Investree Sebut Ada 5 Perusahaan Besar Sebagai Peminjam Alami Gagal Bayar



KONTAN.CO.ID - JAKARTA. Masalah kredit macet menyelimuti industri peer-to-peer (P2P) lending. Salah satunya juga tengah menghantui PT Investree Radhika Jaya. Para lender fintech lending tersebut sempat mengeluh karena telatnya pembayaran hasil investasi.

Terkait hal itu, Co-Founder & CEO Investree Adrian Gunadi menyatakan telatnya pembayaran ternyata salah satunya disebabkan 5 perusahaan besar yang mengalami gagal bayar. 

Adrian mengungkapkan ada 5 borrower besar yang mengalami gagal bayar atau gagal pinjaman selama 90 hari berdasarkan pengaduan dari lender


Adapun terdiri dari perusahaan BUMN hingga multinasional. Mereka bergerak di sektor tekstil dan garmen, transportasi dan logistik, minyak dan gas, penyediaan komputer, dan sektor konstruksi.

Baca Juga: OJK: Kinerja Fintech Melambat Dipengaruhi Kondisi Ekonomi Indonesia

"Kalau dilihat, mereka adalah borrower yang memang sebenarnya sudah atau pernah didanai bersama Investree, bahkan ada yang dari 2014 dan performanya mereka bagus," ujarnya di kawasan Jakarta Selatan, Kamis (8/6).

Adrian menyebut perusahaan yang mengalami gagal bayar sejak Agustus 2022 memang tidak terlepas dari sisi pandemi Covid-19 sehingga membuat bisnis tersendat. Berdasarkan dari sisi rating, 5 perusahaan besar itu B dan C. Adapun nilai pinjamannya dari Rp 200 juta hingga hampir Rp 2 miliar. 

Adrian juga mengungkapkan rata-rata pendanaan tersebut lebih dari 50% didanai oleh para ritel lender. Dia menyebut Investree memang memiliki karakteristik pendanaan yang lebih besar dibandingkan fintech lainnya. 

"Sebab, fokus awal Investree adalah segmen usaha kecil dan menengah, kebanyakan dari mereka yang memiliki kontrak dengan beberapa perusahaan dengan kondisi makro dan faktor di lapangan bisa menyebabkan adanya risiko gagal bayar yang lebih besar," ungkapnya.

Adrian menerangkan action plan yang akan dilakukan pihaknya, yakni akselerasi dari penyelesaian pembiayaan bermasalah tersebut. Dia mengatakan kalau dilihat dari sisi faktor risiko kredit yang di atas 90 hari, sudah harus dicatatkan sebagai pembiayaan yang bermasalah.

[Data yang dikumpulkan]

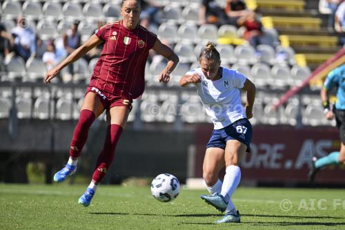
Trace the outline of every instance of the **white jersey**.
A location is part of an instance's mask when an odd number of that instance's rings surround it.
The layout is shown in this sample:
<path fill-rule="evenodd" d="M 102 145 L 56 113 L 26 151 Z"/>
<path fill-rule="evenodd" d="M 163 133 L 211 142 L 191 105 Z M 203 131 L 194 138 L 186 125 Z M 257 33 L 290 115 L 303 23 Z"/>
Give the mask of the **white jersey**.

==

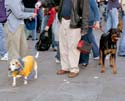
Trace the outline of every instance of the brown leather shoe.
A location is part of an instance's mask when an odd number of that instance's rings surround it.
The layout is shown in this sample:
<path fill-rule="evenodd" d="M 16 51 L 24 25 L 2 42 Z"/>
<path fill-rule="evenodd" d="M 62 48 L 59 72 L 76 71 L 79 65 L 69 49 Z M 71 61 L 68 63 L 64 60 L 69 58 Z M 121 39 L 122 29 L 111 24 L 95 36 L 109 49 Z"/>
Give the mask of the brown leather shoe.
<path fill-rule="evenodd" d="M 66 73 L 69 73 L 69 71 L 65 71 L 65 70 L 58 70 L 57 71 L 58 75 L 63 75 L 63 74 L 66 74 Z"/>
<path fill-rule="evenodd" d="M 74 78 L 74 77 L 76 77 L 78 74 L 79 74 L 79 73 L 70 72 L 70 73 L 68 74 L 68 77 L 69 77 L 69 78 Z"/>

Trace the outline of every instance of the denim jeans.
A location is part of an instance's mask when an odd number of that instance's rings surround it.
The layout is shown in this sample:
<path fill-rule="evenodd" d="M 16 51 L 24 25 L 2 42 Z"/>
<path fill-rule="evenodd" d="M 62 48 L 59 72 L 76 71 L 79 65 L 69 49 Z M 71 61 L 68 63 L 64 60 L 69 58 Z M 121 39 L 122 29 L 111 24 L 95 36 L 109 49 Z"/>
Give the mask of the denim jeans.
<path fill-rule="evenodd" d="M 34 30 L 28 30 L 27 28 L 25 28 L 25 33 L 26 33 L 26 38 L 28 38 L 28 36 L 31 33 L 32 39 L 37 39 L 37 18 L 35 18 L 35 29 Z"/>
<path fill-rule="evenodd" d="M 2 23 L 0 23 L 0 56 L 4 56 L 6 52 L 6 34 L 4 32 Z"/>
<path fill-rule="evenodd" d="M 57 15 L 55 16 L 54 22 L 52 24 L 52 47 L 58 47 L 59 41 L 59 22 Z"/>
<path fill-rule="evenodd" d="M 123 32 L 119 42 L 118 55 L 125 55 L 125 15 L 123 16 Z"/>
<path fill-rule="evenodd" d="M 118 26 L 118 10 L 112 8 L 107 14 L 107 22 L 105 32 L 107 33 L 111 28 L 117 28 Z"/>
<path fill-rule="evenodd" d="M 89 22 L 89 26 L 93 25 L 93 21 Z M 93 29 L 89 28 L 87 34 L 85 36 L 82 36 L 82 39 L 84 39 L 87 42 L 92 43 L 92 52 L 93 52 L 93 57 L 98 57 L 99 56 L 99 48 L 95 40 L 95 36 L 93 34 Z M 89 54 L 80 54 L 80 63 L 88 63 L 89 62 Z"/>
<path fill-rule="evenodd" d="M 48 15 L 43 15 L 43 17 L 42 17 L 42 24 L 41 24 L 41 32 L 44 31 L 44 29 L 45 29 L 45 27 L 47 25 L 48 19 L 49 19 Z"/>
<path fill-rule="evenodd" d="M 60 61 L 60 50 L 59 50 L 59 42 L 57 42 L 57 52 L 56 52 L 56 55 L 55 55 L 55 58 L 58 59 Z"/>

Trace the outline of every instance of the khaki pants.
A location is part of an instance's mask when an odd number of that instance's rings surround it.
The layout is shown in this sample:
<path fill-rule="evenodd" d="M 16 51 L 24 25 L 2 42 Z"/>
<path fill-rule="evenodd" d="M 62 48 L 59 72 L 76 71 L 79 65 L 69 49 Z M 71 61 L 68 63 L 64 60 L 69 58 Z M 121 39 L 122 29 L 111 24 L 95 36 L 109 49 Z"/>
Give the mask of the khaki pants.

### DAFTAR TUGAS:
A. Terjemahkan kalimat dari berita tentang Investree ini ke dalam bahasa Inggris: "Adapun nilai pinjamannya dari Rp 200 juta hingga hampir Rp 2 miliar."
B. Jawab pertanyaan berikut berdasarkan berita tentang Investree di atas.
(i) Apa jabatan Adrian Gunadi di Investree?
(ii) Sejak kapan kelima perusahaan besar itu mengalami gagal bayar?
(iii) Berapa rata-rata porsi pendanaan yang berasal dari para ritel lender?
Baris-baris data di atas tidak diperlukan.

### JAWABAN TUGAS:
A. The loan amounts range from Rp 200 million to almost Rp 2 billion.

B.
(i) Co-Founder & CEO Investree.
(ii) Sejak Agustus 2022.
(iii) Lebih dari 50%.